Your goal: Write out, word for word, every line from the one containing "For the evaluation, point out each instance of the blue face" through the last line of the records below, both ends included.

── Supplied information

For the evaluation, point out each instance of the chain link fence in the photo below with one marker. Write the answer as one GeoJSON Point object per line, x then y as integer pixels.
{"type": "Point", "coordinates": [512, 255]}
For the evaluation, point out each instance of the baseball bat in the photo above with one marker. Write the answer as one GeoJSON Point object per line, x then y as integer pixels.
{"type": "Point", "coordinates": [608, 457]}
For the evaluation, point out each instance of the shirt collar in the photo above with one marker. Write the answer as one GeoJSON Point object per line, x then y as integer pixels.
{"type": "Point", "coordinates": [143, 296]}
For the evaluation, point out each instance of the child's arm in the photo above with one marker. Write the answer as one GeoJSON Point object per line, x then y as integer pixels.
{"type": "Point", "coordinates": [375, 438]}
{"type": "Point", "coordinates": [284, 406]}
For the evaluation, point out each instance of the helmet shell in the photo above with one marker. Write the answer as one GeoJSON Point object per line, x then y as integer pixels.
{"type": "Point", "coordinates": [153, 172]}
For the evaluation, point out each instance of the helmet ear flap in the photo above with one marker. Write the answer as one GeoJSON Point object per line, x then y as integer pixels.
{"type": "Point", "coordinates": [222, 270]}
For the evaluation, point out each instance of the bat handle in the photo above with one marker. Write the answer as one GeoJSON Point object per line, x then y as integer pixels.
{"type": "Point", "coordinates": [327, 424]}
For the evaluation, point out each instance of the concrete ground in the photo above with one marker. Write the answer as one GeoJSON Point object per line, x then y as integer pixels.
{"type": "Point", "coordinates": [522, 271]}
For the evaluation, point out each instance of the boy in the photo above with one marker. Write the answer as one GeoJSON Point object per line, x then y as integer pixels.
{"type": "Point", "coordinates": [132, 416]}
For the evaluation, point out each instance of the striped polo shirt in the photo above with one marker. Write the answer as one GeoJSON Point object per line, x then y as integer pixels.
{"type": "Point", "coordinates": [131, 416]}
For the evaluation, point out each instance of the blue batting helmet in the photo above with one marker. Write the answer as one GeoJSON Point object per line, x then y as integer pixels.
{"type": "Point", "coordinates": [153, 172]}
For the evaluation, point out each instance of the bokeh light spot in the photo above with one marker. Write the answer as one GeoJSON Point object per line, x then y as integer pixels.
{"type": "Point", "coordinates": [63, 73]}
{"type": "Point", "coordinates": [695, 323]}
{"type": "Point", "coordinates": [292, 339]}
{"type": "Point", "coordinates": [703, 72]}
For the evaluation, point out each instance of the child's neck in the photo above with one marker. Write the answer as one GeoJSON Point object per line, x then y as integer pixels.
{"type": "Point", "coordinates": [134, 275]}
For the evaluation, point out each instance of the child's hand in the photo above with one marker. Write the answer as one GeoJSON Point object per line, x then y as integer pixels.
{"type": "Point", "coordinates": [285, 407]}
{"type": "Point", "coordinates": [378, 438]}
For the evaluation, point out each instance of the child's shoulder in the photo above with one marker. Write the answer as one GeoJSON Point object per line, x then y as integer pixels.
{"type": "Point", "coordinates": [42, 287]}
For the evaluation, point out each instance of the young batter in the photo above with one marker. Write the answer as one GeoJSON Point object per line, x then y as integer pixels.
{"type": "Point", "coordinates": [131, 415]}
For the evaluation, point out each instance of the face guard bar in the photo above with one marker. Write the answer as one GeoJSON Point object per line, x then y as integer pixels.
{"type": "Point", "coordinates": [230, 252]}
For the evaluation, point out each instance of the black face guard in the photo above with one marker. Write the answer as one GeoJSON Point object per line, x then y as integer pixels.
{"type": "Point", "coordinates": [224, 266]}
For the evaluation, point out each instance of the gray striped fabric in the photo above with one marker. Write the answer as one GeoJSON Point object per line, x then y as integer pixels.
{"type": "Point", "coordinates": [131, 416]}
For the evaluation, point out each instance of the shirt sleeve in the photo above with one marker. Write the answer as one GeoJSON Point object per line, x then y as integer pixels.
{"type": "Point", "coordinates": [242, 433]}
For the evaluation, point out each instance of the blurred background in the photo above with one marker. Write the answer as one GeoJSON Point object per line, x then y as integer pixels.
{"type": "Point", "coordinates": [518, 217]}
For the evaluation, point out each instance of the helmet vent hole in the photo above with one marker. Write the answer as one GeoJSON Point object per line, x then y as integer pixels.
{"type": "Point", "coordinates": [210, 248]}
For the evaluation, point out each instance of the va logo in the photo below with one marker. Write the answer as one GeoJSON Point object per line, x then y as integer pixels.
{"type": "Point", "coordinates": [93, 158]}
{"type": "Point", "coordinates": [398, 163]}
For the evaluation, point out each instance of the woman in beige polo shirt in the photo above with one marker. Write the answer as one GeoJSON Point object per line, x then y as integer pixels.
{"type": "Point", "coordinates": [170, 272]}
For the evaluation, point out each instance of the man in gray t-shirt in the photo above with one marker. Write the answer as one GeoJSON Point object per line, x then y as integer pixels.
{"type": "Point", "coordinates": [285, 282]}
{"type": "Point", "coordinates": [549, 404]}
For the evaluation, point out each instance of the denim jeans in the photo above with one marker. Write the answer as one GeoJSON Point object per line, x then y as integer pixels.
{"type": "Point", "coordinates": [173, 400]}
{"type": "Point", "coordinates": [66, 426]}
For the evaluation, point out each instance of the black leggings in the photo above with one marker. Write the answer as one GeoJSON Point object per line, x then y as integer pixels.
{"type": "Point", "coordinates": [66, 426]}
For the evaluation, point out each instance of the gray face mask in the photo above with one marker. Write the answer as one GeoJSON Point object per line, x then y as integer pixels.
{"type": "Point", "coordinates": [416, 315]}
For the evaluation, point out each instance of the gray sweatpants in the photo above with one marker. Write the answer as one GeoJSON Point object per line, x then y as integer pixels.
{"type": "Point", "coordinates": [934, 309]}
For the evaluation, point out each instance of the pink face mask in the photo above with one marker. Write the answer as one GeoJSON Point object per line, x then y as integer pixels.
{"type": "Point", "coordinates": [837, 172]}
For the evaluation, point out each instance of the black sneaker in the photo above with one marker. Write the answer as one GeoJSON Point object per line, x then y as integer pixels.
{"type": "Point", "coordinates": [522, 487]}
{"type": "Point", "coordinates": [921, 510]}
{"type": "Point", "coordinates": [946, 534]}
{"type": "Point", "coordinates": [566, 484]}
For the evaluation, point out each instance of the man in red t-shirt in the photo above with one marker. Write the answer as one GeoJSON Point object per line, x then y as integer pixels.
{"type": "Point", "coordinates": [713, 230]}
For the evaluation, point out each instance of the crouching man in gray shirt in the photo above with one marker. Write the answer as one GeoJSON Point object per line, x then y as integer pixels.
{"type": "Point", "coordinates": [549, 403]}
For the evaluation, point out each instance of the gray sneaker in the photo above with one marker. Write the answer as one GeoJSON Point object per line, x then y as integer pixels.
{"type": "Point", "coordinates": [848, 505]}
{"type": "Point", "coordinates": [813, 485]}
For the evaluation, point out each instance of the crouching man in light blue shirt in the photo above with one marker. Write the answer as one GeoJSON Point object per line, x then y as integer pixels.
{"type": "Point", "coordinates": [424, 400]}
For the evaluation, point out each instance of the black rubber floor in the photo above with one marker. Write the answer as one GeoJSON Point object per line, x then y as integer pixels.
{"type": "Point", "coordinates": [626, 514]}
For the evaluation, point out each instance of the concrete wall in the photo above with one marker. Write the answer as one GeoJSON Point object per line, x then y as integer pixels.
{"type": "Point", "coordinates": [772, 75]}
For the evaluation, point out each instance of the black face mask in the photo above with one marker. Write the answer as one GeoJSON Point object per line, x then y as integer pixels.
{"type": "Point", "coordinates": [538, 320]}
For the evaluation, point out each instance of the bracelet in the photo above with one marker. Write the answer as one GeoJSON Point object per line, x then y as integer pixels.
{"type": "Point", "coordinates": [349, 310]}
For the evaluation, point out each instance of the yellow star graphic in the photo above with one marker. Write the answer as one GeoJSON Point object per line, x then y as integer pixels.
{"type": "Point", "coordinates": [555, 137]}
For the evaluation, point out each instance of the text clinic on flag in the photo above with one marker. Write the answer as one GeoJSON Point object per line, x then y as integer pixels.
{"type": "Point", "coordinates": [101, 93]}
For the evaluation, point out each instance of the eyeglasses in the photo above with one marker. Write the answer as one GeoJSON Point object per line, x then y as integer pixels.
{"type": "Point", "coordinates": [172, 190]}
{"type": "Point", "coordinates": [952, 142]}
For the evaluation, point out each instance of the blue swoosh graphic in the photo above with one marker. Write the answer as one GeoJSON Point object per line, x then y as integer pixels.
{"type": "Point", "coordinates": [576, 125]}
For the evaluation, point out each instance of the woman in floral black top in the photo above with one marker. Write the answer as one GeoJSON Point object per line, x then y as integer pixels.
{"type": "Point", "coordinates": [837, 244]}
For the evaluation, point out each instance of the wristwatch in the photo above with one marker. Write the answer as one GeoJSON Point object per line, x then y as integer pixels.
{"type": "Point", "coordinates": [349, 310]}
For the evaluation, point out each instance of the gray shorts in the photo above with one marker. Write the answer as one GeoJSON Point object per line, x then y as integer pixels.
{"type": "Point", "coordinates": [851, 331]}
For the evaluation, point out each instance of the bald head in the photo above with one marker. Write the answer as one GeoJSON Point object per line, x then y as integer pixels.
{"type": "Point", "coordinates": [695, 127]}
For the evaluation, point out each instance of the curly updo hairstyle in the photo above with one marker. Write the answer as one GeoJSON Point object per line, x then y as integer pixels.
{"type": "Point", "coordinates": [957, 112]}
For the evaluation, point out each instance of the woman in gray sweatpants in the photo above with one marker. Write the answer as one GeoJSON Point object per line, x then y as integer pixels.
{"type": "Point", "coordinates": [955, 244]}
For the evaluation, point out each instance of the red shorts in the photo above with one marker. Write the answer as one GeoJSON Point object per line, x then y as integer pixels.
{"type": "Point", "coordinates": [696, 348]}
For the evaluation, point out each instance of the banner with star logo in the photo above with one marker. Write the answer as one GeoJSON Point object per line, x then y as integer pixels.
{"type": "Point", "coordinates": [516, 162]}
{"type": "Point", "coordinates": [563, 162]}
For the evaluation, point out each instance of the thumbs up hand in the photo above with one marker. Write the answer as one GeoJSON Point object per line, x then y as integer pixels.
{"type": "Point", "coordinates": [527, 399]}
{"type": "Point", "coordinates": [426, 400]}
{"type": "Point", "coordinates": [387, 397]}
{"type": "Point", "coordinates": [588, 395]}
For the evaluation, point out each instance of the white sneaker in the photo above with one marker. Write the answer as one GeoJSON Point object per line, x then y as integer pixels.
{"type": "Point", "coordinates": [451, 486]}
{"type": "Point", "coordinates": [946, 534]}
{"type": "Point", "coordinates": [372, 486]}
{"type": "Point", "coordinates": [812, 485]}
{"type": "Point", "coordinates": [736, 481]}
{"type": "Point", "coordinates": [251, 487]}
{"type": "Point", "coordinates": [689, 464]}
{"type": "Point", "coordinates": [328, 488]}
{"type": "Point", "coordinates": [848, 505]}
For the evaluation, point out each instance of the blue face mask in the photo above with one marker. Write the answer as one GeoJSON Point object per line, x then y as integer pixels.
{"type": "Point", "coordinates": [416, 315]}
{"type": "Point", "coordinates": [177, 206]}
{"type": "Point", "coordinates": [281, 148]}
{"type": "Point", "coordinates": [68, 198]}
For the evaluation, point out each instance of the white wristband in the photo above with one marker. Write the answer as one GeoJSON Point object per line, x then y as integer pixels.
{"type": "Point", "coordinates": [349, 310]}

────

Exercise response:
For the evaluation, point out each instance of the blue face mask in the photo above with one marker. Write the answer as one GeoJSON Point object per line, x then y as integer pixels.
{"type": "Point", "coordinates": [416, 315]}
{"type": "Point", "coordinates": [177, 206]}
{"type": "Point", "coordinates": [281, 148]}
{"type": "Point", "coordinates": [68, 198]}
For the evaluation, point out each instance of the white wristband in the photo above with one marker. Write the answer as one GeoJSON Point object per line, x then y as integer pixels.
{"type": "Point", "coordinates": [349, 310]}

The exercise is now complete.